Pull out every line in the listing below that contains the word "form" and copy each one in full. Case counts.
--- BEGIN Excerpted data ---
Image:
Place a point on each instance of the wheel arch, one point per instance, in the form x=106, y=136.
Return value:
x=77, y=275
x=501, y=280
--- END Excerpted data ---
--- BEGIN Excerpted data ---
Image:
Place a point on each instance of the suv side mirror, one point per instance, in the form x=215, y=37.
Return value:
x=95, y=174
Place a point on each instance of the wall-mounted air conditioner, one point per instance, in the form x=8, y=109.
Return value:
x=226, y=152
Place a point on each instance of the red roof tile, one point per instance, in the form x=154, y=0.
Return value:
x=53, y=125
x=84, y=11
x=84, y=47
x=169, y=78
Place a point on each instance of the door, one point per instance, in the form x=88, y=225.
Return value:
--- END Excerpted data ---
Reply to the task:
Place a point on each instance of the wheel arch, one point per instance, in the form x=106, y=136.
Place a point on each instance of the suv side mirror, one point per instance, in the form x=215, y=37.
Place a point on each instance of the wall-mounted air conditioner, one point per instance, in the form x=8, y=109.
Place a point on each instance of the red roof tile, one point per instance, in the form x=154, y=0.
Place a point on each instance of the door, one point per instance, in the form x=88, y=225.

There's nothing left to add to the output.